DATA EXCERPTS:
------------

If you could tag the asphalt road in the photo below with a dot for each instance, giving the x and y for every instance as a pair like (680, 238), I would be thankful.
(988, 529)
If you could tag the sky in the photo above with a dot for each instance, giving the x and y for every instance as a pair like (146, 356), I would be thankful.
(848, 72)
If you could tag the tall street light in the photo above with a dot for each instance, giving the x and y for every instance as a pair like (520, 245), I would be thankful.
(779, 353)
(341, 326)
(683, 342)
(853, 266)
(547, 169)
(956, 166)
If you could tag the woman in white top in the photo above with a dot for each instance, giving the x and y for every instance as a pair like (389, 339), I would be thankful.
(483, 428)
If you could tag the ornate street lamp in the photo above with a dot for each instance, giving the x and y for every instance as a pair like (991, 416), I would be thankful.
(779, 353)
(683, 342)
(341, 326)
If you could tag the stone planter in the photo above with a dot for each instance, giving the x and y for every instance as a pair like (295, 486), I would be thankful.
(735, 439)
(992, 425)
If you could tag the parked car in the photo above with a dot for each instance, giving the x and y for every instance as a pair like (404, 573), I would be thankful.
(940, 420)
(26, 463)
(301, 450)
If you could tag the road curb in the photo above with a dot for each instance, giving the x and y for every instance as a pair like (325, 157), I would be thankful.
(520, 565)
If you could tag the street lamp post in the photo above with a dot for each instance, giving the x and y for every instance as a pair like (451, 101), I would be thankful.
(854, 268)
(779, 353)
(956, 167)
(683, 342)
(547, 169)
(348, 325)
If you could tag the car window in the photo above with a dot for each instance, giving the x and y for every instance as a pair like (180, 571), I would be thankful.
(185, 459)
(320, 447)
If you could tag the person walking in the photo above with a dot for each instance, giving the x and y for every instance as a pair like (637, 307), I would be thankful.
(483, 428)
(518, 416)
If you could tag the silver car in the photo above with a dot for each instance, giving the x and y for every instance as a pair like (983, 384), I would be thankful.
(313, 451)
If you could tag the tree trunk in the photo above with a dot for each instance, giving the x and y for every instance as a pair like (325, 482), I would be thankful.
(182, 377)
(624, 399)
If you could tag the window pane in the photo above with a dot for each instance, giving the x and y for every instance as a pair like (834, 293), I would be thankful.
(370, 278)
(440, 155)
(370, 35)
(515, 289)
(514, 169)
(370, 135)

------------

Reproduce all of the data above, substituting "grateful" for each occurrence of "thankful" and leaving everything else as it stands.

EXPECTED ANSWER:
If you could tag the asphalt road in the photo below with a dot for each instance, giving the x and y for every instance as a pair like (680, 238), I would be grateful.
(988, 529)
If you could tag the sky in the photo above with a dot for each instance, giving the x and y for every instance as a pair like (146, 356), I would be grateful.
(848, 72)
If you could tag the tall street light in the photo above with a dot for each instance, giving the x and y for every instance as a pair like (520, 245), I would be grateful.
(779, 353)
(341, 326)
(683, 342)
(853, 266)
(547, 169)
(956, 166)
If you could tag the woman in white top in the photo above with a dot for each instance, giving the x and y for every instance as a pair like (389, 339), I would be grateful.
(483, 428)
If you could tag the ornate street lamp in the photo above with a dot for each instance, giving the x and y for every instance as a pair like (991, 416), I would be grateful.
(779, 353)
(683, 342)
(341, 326)
If you could tag the stone planter in the photo above with a dot for each instance, giving the x and y for every instance as a pair like (295, 486), I would be grateful.
(735, 439)
(992, 425)
If you could tag the parked car in the photo above with a dot for each instance, giving the x and y for every instance as a pair like (404, 573), I would be grateful.
(940, 420)
(26, 463)
(301, 450)
If you could tag the road curb in the photo above with a dot for each instance, giving the x and y for every instance as a pair like (325, 157), I would be grateful.
(520, 565)
If you could tag the street lamp post in the photo above with a dot for each instance, giving the x and y for every instance as a pair like (451, 101), I would be grateful.
(854, 268)
(779, 353)
(956, 167)
(683, 342)
(547, 169)
(348, 325)
If you could tag the car window in the photo above with a dot for each instance, giving the x and y for every instance as a pair like (180, 571), I would be grateful.
(185, 459)
(320, 447)
If you could tag the person walking in the photo above with a dot for each instance, giving the x and y for every instance as a pair like (637, 307), I would be grateful.
(483, 428)
(518, 416)
If you could tag the silver car in the photo above with a dot for each instance, giving the x and y for every instance as a pair like (983, 384), I would be grateful.
(313, 451)
If you could tag the tree trunk in the photo above with a dot for each instance, giving the x and y for every instance as a pair like (325, 482), I would be grateful.
(182, 377)
(624, 399)
If you could tag the window pane in the photo above with a dot for each instance, giving the x and y for every instance as a pair like (834, 293), I would be grateful.
(370, 278)
(440, 155)
(370, 35)
(515, 289)
(514, 169)
(370, 135)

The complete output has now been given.